List of tasks
a) Which places does the Memorial Day post name as locations where some people are serving overseas today?
b) Reproduce the Memorial Day post between "Today is Memorial" and "And thank you.", inclusive, swapping "picnics" for "barbecues".
c) Summarize the Memorial Day post in two sentences.

══ Document excerpt

Today is Memorial Day. Many will be enjoying picnics, parades, and playtime! Nothing wrong with that. But some people aren’t here today. They are overseas in Afghanistan, The High Seas, Iraq, Germany, Japan, etc. Or they served their country in previous wars and are now gone. Let’s not forget. We enjoy our picnics because someone pays the price.
I thought it might be interesting to find quotes from those who have served in the military as to why they joined and what they gained. Below are a list of answers by anonymous people that I do not know and yet respect all the same. If you happen to be a current or former member of the military reading this, please add your own comment at the bottom. We would like to know who you are. And thank you.

════
══ Dataset content

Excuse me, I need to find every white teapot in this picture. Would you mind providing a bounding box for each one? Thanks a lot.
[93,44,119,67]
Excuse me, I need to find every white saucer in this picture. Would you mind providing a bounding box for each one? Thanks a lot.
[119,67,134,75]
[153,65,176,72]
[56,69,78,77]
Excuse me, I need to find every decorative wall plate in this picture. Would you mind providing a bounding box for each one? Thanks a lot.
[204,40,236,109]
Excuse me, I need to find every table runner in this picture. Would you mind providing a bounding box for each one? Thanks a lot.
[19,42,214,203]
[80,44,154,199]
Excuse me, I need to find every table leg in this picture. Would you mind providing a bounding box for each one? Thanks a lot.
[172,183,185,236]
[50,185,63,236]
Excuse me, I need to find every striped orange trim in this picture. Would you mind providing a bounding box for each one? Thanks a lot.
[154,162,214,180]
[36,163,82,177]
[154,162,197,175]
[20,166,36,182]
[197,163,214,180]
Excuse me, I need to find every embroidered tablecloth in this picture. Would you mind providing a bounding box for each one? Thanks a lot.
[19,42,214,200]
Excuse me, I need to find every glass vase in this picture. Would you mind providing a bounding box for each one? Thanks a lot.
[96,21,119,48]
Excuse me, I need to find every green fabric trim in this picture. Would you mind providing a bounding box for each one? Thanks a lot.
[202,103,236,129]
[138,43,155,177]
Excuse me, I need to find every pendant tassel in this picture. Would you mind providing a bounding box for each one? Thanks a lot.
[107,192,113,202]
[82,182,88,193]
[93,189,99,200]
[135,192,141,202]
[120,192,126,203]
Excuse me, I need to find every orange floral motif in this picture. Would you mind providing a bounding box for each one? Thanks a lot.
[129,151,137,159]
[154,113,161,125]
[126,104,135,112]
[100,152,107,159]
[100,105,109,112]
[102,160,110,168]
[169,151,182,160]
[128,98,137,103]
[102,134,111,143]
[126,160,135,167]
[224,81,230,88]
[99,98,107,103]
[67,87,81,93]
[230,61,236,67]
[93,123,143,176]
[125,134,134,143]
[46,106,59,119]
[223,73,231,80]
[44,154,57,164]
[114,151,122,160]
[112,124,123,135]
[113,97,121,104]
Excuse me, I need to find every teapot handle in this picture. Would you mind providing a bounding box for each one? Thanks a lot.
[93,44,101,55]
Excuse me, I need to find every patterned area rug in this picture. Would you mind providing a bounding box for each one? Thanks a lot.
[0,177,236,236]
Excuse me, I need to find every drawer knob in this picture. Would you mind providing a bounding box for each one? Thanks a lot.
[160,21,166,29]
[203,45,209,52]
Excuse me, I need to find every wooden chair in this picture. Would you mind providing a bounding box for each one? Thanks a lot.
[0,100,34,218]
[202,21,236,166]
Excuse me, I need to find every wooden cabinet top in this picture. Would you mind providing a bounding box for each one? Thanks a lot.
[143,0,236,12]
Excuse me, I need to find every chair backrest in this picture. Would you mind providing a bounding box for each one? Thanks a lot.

════

Expected results
a) Afghanistan, the High Seas, Iraq, Germany, and Japan.

b)
Today is Memorial Day. Many will be enjoying barbecues, parades, and playtime! Nothing wrong with that. But some people aren’t here today. They are overseas in Afghanistan, The High Seas, Iraq, Germany, Japan, etc. Or they served their country in previous wars and are now gone. Let’s not forget. We enjoy our barbecues because someone pays the price.
I thought it might be interesting to find quotes from those who have served in the military as to why they joined and what they gained. Below are a list of answers by anonymous people that I do not know and yet respect all the same. If you happen to be a current or former member of the military reading this, please add your own comment at the bottom. We would like to know who you are. And thank you.

c) The Memorial Day post notes that while many people enjoy picnics, parades, and playtime, others are serving overseas or served in previous wars and are now gone, and it urges readers not to forget them. It then introduces a list of answers from anonymous people who served in the military about why they joined and what they gained, and asks current or former service members to add their own comments.